__PROVIDED ENTRIES__:
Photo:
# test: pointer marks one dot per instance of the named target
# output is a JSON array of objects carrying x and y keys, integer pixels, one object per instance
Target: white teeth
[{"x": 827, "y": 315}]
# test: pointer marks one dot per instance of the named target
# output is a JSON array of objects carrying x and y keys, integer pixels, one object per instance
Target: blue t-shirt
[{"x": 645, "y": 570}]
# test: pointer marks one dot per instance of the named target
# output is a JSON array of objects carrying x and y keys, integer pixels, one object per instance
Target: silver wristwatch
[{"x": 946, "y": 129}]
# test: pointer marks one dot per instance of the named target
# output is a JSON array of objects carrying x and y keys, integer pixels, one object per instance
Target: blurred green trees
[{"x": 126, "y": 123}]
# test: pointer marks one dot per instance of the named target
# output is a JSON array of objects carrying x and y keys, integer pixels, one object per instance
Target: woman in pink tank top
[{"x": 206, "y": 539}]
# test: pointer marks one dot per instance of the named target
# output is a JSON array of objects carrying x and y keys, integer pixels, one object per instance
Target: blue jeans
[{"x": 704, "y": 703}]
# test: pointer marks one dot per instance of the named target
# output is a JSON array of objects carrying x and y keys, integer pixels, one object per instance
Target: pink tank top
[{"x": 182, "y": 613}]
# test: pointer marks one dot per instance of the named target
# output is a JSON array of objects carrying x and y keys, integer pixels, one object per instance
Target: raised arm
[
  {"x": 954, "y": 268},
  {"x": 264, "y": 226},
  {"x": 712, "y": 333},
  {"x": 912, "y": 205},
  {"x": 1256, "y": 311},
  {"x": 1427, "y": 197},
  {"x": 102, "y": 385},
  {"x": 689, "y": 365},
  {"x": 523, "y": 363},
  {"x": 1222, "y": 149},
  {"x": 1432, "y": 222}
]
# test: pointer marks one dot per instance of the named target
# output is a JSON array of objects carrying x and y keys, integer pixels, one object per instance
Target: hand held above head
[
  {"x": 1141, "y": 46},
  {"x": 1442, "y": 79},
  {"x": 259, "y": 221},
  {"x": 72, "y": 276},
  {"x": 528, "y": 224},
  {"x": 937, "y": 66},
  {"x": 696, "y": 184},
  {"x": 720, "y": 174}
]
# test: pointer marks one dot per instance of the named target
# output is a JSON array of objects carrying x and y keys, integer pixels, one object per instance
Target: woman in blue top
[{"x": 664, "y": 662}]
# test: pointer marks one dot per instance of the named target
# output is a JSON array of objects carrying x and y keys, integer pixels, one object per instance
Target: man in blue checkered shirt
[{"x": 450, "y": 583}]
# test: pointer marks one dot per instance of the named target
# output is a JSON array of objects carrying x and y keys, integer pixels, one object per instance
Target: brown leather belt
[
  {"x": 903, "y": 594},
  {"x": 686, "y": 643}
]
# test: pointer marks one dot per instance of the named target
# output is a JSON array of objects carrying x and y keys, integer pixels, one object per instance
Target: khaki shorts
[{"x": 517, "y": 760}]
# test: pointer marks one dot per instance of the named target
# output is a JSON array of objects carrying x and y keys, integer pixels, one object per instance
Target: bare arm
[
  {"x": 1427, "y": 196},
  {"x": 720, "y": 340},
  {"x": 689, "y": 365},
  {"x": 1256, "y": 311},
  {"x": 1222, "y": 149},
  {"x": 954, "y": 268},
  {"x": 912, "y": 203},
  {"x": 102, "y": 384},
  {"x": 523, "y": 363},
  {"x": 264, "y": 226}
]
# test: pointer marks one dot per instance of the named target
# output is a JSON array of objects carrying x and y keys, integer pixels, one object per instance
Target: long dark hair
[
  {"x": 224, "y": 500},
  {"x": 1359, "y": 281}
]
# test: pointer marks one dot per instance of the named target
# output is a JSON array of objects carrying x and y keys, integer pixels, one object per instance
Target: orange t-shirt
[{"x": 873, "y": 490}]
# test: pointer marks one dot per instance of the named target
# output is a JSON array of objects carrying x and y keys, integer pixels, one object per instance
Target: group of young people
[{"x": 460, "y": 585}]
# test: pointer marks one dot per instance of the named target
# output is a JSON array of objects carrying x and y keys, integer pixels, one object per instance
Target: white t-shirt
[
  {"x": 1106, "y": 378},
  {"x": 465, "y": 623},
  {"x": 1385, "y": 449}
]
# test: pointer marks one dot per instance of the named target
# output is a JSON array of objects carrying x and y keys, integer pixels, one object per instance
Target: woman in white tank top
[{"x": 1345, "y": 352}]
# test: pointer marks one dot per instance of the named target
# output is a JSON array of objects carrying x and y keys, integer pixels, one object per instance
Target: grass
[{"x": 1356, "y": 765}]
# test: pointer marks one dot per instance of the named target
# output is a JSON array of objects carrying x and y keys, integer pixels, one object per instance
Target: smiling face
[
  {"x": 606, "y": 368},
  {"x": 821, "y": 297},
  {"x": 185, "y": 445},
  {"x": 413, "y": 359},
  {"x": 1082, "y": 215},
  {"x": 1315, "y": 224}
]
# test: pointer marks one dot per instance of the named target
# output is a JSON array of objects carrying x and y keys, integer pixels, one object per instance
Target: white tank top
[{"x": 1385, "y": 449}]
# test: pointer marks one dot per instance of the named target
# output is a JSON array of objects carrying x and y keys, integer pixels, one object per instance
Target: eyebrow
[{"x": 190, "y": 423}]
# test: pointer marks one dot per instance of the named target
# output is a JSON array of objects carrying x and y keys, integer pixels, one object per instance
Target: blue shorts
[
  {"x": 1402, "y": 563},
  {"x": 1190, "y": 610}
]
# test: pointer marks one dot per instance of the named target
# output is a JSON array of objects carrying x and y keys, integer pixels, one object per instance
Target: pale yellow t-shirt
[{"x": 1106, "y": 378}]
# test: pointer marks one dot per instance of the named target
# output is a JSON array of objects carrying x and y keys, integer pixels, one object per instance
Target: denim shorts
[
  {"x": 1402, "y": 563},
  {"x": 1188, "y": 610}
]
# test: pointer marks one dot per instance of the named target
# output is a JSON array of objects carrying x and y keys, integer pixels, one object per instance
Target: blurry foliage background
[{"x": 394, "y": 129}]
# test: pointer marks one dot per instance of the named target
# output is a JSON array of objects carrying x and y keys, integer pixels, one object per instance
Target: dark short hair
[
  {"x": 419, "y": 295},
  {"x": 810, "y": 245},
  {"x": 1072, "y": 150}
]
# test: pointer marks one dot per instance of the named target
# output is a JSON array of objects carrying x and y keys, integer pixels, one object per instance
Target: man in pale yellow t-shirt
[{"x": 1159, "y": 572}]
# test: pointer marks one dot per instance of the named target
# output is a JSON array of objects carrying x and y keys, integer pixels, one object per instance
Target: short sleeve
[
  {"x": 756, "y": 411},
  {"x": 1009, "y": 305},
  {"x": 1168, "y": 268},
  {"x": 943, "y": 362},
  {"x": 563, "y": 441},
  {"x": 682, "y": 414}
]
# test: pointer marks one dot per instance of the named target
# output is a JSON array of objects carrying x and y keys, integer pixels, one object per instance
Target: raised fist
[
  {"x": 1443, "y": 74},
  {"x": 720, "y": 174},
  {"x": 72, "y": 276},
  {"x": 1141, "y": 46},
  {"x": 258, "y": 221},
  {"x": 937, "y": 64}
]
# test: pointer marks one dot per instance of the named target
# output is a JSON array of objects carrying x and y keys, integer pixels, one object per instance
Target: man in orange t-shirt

__WHAT IS REQUIRED__: Select every line of the items above that contains the word "orange" and copy each one unchanged.

__OUTPUT OF THE EXERCISE__:
Target: orange t-shirt
Target: man in orange t-shirt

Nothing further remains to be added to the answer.